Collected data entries
|---|
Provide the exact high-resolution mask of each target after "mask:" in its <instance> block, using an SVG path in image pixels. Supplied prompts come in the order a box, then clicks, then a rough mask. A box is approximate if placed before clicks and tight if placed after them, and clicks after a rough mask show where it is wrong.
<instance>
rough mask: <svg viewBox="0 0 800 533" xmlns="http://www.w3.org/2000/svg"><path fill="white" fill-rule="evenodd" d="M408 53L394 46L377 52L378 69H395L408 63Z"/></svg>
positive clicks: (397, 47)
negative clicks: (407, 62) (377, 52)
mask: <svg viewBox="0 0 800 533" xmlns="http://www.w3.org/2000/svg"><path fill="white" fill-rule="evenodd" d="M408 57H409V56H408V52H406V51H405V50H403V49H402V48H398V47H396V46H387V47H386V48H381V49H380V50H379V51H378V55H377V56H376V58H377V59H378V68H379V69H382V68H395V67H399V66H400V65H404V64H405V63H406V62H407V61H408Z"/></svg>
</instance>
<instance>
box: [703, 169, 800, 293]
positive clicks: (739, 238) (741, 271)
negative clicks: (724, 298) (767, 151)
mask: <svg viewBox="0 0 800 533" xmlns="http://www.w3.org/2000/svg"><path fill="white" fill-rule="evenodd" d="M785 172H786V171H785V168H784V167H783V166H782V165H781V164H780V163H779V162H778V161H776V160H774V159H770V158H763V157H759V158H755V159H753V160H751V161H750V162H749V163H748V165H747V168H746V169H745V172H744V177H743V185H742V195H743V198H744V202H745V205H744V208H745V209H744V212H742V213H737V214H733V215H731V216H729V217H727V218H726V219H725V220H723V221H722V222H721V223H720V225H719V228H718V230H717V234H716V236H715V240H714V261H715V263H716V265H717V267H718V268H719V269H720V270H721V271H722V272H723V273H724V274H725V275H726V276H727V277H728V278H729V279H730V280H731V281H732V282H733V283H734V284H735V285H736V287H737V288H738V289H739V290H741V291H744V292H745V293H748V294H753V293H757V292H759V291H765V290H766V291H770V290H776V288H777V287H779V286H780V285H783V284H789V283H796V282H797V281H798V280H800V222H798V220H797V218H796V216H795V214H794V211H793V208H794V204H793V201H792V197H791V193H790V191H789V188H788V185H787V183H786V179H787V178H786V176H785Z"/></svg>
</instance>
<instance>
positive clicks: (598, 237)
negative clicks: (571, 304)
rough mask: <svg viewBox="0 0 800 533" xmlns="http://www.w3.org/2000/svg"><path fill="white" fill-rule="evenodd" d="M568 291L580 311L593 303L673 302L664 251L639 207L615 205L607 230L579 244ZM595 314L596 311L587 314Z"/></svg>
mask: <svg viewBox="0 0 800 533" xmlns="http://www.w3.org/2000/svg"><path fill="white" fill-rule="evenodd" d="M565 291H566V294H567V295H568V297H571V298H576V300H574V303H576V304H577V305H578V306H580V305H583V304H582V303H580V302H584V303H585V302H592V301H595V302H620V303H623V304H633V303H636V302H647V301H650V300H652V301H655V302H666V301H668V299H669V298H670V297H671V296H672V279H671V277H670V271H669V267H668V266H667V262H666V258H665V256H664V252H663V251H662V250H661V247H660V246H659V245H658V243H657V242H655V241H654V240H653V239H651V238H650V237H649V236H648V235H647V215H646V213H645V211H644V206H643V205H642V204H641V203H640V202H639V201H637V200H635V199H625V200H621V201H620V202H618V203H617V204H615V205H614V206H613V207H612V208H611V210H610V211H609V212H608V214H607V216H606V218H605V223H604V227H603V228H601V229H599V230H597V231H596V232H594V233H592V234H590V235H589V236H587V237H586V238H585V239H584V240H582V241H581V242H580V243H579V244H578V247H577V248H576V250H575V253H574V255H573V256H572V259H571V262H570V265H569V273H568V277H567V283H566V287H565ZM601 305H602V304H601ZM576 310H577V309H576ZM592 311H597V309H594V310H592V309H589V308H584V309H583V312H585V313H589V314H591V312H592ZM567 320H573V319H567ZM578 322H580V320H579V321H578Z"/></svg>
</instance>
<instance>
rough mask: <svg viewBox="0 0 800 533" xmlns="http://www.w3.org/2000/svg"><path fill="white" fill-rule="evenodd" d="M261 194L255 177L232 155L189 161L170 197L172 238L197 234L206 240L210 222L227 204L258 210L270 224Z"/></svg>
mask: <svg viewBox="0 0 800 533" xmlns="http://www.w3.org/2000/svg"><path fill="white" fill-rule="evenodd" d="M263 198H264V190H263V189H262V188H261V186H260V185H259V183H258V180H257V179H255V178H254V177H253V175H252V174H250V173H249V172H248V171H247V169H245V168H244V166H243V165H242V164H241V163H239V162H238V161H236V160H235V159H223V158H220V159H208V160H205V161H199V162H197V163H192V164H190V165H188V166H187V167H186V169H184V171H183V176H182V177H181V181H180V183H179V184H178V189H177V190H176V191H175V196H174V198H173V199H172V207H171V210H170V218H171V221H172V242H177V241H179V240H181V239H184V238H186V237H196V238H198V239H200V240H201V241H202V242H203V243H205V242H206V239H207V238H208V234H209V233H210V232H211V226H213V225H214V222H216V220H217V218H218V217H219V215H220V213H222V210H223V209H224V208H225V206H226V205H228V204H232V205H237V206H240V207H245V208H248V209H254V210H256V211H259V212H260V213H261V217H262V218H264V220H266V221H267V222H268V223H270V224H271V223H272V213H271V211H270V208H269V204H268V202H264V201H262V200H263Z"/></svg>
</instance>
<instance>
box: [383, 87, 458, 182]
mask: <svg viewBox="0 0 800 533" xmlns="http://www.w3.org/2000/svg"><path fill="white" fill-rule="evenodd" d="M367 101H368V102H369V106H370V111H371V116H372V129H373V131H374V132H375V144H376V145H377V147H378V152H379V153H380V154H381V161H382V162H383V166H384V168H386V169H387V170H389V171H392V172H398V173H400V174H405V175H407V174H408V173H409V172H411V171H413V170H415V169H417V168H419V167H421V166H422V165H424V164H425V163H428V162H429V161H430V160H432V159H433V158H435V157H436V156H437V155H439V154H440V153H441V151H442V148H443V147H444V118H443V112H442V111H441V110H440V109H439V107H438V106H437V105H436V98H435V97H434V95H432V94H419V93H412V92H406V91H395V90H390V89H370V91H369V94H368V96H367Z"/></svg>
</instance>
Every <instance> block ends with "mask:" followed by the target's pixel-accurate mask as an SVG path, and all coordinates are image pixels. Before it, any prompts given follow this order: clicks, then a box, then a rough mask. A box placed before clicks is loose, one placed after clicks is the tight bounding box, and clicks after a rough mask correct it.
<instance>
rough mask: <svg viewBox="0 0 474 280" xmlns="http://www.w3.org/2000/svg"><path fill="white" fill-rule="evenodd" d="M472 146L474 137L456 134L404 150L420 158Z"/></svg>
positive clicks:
|---|
WHAT IS BEING ASKED: Without omitting anything, reproduce the whole of the data.

SOLUTION TO THIS PROBLEM:
Provide the exact high-resolution mask of each target after "mask:" in its <instance> block, using an SVG path in image pixels. Supplied prompts come in the order a box, then clicks, then a rough mask. A box is approximate if placed before clicks and tight if placed after them, and clicks after a rough mask show where it is wrong.
<instance>
rough mask: <svg viewBox="0 0 800 533" xmlns="http://www.w3.org/2000/svg"><path fill="white" fill-rule="evenodd" d="M408 53L394 46L377 52L378 69H395L408 63Z"/></svg>
positive clicks: (397, 47)
negative clicks: (407, 62) (377, 52)
mask: <svg viewBox="0 0 800 533" xmlns="http://www.w3.org/2000/svg"><path fill="white" fill-rule="evenodd" d="M408 57H409V56H408V52H406V51H405V50H403V49H402V48H398V47H396V46H387V47H386V48H381V49H380V50H379V51H378V55H377V56H376V58H377V59H378V68H379V69H382V68H395V67H399V66H400V65H404V64H405V63H406V62H407V61H408Z"/></svg>
</instance>
<instance>
box: [703, 169, 800, 293]
positive clicks: (739, 238) (741, 271)
negative clicks: (724, 298) (767, 151)
mask: <svg viewBox="0 0 800 533" xmlns="http://www.w3.org/2000/svg"><path fill="white" fill-rule="evenodd" d="M785 172H786V171H785V168H784V167H783V166H782V165H781V164H780V163H779V162H778V161H776V160H774V159H770V158H763V157H759V158H755V159H753V160H751V161H750V162H749V163H748V165H747V168H746V169H745V172H744V177H743V185H742V195H743V198H744V202H745V205H744V208H745V209H744V212H742V213H737V214H733V215H731V216H729V217H727V218H726V219H725V220H723V221H722V222H721V223H720V225H719V228H718V230H717V234H716V236H715V240H714V261H715V263H716V265H717V267H718V268H719V269H720V270H721V271H722V272H723V273H724V274H725V275H726V276H727V277H728V278H729V279H730V280H731V281H732V282H733V283H734V284H735V285H736V287H737V288H738V289H739V290H741V291H744V292H745V293H748V294H753V293H757V292H759V291H765V290H766V291H770V290H776V288H777V287H779V286H780V285H783V284H789V283H796V282H797V281H798V280H800V222H798V220H797V218H796V216H795V214H794V211H793V208H794V204H793V201H792V197H791V193H790V191H789V188H788V185H787V183H786V179H787V178H786V176H785Z"/></svg>
</instance>
<instance>
positive clicks: (598, 237)
negative clicks: (571, 304)
rough mask: <svg viewBox="0 0 800 533" xmlns="http://www.w3.org/2000/svg"><path fill="white" fill-rule="evenodd" d="M568 291L580 311L593 303L673 302L664 251L639 207L615 205L607 230L579 244ZM595 314L596 311L587 314Z"/></svg>
mask: <svg viewBox="0 0 800 533" xmlns="http://www.w3.org/2000/svg"><path fill="white" fill-rule="evenodd" d="M565 291H566V294H567V295H568V297H571V298H576V300H574V303H576V304H577V305H578V306H580V305H583V304H582V303H580V302H584V303H585V302H592V301H595V302H620V303H623V304H633V303H636V302H647V301H650V300H652V301H655V302H666V301H668V299H669V298H670V297H671V296H672V279H671V277H670V271H669V267H668V266H667V262H666V258H665V256H664V252H663V251H662V250H661V247H660V246H659V245H658V243H657V242H655V241H654V240H653V239H651V238H650V237H649V236H648V235H647V215H646V213H645V211H644V206H643V205H642V204H641V203H640V202H639V201H637V200H635V199H625V200H621V201H620V202H618V203H617V204H615V205H614V206H613V207H612V208H611V210H610V211H609V212H608V214H607V216H606V218H605V223H604V227H603V228H601V229H599V230H597V231H596V232H594V233H592V234H590V235H589V236H587V237H586V238H585V239H584V240H582V241H581V242H580V243H579V244H578V247H577V248H576V250H575V253H574V255H573V256H572V259H571V262H570V265H569V273H568V277H567V283H566V287H565ZM601 305H602V304H601ZM576 310H577V309H576ZM592 311H597V309H594V310H592V309H589V308H584V309H583V312H585V313H589V314H591V312H592ZM567 320H573V319H567ZM578 322H580V320H579V321H578Z"/></svg>
</instance>
<instance>
rough mask: <svg viewBox="0 0 800 533" xmlns="http://www.w3.org/2000/svg"><path fill="white" fill-rule="evenodd" d="M261 194L255 177L232 155L189 161L170 197L172 238L197 234L206 240L210 222L227 204L258 210L270 224Z"/></svg>
mask: <svg viewBox="0 0 800 533" xmlns="http://www.w3.org/2000/svg"><path fill="white" fill-rule="evenodd" d="M263 198H264V190H263V189H262V188H261V186H260V185H259V183H258V180H257V179H255V178H254V177H253V175H252V174H250V173H249V172H248V171H247V169H245V168H244V166H243V165H242V164H241V163H239V162H238V161H236V160H235V159H223V158H220V159H208V160H205V161H199V162H197V163H192V164H190V165H188V166H187V167H186V169H184V171H183V176H182V177H181V181H180V183H179V184H178V189H177V190H176V191H175V196H174V198H173V199H172V207H171V210H170V218H171V221H172V242H177V241H179V240H181V239H184V238H186V237H196V238H198V239H200V240H201V241H202V242H203V243H205V242H206V239H207V238H208V234H209V233H210V232H211V226H213V225H214V222H216V220H217V218H218V217H219V215H220V213H222V210H223V209H224V208H225V206H226V205H228V204H232V205H237V206H240V207H245V208H248V209H254V210H256V211H259V212H260V213H261V217H262V218H264V220H266V221H267V222H268V223H270V224H271V223H272V213H271V211H270V208H269V204H268V202H264V201H262V200H263Z"/></svg>
</instance>
<instance>
box: [383, 87, 458, 182]
mask: <svg viewBox="0 0 800 533" xmlns="http://www.w3.org/2000/svg"><path fill="white" fill-rule="evenodd" d="M367 101H368V102H369V106H370V111H371V116H372V129H373V131H374V132H375V144H376V145H377V147H378V152H379V153H380V154H381V161H382V162H383V166H384V168H386V169H387V170H389V171H392V172H398V173H400V174H405V175H407V174H408V173H409V172H411V171H413V170H415V169H417V168H419V167H421V166H422V165H424V164H425V163H428V162H429V161H430V160H432V159H433V158H435V157H436V156H437V155H439V154H440V153H441V151H442V148H443V147H444V118H443V112H442V111H441V110H440V109H439V107H438V106H437V105H436V98H435V97H434V95H432V94H419V93H412V92H406V91H395V90H390V89H370V91H369V94H368V96H367Z"/></svg>
</instance>
Every <instance> block ends with "mask:" followed by the target's pixel-accurate mask as an SVG path, and all coordinates are image pixels. Before it, any prompts given follow this order: clicks, then a box, then a rough mask. A box placed before clicks is loose, one placed after clicks is the tight bounding box, and clicks after a rough mask correct it.
<instance>
rough mask: <svg viewBox="0 0 474 280" xmlns="http://www.w3.org/2000/svg"><path fill="white" fill-rule="evenodd" d="M472 146L474 137L456 134L404 150L420 158Z"/></svg>
positive clicks:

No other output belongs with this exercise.